Object location annotation data
============
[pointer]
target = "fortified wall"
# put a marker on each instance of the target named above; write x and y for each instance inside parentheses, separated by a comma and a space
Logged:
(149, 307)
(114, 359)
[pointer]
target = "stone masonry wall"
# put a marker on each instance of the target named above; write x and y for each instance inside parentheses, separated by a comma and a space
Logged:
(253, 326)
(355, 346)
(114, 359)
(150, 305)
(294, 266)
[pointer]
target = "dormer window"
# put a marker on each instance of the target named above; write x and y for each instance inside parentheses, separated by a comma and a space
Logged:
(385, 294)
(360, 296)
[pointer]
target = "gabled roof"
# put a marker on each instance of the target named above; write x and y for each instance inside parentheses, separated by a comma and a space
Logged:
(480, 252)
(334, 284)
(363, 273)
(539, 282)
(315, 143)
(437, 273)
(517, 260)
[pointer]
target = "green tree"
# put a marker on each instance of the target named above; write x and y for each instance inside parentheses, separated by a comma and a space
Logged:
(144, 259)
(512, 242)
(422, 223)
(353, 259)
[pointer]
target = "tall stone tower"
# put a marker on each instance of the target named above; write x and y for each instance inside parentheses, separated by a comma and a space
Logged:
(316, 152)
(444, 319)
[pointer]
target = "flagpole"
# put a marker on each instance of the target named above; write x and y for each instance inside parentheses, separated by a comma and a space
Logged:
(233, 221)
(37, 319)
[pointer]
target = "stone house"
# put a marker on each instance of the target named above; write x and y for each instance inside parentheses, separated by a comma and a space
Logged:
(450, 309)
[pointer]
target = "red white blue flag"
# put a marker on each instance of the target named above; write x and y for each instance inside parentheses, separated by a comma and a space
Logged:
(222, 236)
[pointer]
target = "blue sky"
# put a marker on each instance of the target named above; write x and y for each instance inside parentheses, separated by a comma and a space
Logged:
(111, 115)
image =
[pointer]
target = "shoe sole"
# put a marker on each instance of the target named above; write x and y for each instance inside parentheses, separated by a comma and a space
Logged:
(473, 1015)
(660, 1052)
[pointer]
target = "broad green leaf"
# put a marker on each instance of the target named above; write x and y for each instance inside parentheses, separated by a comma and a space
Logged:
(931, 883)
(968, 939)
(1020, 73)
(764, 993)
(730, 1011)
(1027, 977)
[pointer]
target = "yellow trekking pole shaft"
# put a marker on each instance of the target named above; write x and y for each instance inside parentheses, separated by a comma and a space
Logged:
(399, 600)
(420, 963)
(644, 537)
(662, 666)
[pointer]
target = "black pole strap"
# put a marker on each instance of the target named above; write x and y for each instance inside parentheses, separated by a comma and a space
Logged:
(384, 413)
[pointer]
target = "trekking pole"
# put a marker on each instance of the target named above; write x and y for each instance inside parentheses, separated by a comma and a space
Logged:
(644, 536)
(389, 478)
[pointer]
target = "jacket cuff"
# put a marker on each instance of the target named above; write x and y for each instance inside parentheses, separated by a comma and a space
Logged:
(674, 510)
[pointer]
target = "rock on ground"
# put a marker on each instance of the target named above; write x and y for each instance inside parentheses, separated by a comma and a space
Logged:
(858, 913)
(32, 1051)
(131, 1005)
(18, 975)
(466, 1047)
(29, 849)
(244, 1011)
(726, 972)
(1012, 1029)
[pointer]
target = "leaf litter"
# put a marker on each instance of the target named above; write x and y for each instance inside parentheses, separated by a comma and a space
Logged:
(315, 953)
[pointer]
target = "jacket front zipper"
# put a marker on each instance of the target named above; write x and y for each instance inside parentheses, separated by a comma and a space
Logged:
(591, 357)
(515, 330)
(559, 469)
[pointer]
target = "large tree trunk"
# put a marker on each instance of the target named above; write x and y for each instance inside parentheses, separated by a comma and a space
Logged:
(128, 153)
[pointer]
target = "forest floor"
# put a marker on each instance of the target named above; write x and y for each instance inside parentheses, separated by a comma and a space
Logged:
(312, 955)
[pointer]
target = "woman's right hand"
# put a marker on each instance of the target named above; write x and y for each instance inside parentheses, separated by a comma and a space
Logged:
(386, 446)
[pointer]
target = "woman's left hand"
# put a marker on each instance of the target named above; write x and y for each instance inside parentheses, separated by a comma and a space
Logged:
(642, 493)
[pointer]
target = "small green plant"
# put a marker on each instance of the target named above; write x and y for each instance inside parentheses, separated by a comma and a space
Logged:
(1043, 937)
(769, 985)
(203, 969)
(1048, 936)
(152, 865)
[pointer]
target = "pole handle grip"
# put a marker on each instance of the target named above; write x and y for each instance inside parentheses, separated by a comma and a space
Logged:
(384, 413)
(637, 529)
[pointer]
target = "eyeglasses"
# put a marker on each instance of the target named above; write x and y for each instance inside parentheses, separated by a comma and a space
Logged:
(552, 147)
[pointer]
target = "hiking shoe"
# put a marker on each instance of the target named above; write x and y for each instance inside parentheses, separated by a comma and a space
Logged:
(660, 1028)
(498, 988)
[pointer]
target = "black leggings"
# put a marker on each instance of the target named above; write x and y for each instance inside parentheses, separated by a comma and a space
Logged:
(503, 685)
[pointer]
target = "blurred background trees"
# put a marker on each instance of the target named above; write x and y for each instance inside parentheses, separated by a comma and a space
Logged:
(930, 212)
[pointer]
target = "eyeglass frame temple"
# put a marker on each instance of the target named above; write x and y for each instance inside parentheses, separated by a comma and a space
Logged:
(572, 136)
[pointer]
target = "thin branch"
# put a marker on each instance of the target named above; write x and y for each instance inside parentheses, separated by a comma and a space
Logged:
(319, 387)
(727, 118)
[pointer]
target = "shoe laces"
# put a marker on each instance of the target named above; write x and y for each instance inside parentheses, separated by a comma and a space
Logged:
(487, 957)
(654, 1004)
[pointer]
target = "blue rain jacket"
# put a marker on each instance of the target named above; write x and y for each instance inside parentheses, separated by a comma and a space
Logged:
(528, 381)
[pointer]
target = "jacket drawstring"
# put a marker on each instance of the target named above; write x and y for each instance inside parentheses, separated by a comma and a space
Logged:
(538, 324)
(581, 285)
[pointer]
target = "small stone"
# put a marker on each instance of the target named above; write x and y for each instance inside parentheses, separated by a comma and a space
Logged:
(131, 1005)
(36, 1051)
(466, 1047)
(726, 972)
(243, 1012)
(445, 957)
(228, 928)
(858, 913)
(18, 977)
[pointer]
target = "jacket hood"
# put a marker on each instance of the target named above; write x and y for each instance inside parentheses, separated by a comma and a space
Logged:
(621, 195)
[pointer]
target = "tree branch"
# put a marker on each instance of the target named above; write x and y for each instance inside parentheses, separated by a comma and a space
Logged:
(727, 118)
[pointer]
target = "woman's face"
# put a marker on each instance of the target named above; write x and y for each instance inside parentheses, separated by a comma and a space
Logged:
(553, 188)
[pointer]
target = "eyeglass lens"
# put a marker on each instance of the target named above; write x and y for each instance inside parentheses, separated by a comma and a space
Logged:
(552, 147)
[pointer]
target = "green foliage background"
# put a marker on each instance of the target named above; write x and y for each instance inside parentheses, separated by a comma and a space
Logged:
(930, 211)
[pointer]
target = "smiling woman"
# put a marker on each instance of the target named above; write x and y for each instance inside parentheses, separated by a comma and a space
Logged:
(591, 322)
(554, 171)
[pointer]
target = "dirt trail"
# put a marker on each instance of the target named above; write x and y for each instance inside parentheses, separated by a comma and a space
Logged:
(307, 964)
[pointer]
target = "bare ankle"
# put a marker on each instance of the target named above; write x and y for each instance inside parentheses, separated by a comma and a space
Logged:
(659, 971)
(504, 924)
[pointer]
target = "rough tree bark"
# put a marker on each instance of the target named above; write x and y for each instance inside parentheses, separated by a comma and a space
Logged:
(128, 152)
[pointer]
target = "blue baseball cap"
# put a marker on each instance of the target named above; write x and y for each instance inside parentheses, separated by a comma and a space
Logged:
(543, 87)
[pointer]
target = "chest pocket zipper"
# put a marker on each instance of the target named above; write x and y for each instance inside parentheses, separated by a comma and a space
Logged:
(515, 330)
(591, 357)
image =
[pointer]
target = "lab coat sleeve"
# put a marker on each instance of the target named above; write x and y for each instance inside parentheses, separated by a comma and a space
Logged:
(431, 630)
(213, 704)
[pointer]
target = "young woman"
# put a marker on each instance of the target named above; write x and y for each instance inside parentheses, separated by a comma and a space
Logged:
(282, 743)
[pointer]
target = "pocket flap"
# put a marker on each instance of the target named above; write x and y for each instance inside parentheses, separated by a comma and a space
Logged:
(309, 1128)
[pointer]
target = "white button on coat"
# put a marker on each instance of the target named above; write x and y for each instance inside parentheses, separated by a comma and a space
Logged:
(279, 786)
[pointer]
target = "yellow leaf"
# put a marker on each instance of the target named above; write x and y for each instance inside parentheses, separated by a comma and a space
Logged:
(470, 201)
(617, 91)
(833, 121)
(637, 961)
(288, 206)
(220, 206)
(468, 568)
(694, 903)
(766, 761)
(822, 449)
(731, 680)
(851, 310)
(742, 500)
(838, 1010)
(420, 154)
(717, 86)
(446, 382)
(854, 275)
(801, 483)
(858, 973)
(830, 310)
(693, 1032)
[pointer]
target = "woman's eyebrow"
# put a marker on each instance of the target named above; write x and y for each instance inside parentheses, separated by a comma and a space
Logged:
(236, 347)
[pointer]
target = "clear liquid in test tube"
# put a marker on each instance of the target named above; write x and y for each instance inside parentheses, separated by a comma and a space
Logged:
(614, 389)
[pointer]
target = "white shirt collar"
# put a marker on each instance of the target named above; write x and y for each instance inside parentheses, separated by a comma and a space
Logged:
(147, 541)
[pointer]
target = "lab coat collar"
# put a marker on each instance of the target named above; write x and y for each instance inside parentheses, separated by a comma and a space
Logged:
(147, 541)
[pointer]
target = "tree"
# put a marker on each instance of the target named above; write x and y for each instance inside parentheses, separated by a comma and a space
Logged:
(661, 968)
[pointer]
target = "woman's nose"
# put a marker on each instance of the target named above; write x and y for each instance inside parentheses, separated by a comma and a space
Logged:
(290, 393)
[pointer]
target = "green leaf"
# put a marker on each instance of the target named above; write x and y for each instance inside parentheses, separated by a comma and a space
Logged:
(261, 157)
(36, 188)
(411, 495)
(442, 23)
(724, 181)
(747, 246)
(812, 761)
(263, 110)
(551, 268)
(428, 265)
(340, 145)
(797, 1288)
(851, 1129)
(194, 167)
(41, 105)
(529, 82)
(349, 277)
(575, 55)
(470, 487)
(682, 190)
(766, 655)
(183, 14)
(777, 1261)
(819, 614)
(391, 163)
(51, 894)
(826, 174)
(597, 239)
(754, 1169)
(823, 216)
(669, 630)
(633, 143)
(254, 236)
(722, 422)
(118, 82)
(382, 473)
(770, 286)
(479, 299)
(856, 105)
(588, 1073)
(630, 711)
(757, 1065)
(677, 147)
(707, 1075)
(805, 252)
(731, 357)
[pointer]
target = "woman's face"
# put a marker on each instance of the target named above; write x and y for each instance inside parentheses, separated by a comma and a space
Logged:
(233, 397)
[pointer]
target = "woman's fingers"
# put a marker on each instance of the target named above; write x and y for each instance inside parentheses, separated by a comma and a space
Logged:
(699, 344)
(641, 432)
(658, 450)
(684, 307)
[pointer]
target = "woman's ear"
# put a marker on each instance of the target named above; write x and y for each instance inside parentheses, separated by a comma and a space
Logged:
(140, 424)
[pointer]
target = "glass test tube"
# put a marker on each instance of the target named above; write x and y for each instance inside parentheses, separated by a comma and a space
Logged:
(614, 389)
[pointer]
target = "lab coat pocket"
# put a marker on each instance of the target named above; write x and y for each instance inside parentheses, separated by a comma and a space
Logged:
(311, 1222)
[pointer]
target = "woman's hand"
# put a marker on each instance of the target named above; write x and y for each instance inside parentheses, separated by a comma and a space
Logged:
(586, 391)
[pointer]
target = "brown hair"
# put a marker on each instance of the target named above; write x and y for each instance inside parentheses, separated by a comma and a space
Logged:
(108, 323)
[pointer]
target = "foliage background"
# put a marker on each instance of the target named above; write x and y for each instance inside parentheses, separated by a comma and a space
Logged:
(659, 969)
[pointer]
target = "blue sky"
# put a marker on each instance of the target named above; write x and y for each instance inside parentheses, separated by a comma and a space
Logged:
============
Extract each line in the records that contains the word "leaf" and list those lines.

target = "broad green leaf"
target = "leaf litter"
target = "yellow leaf"
target = "green leaf"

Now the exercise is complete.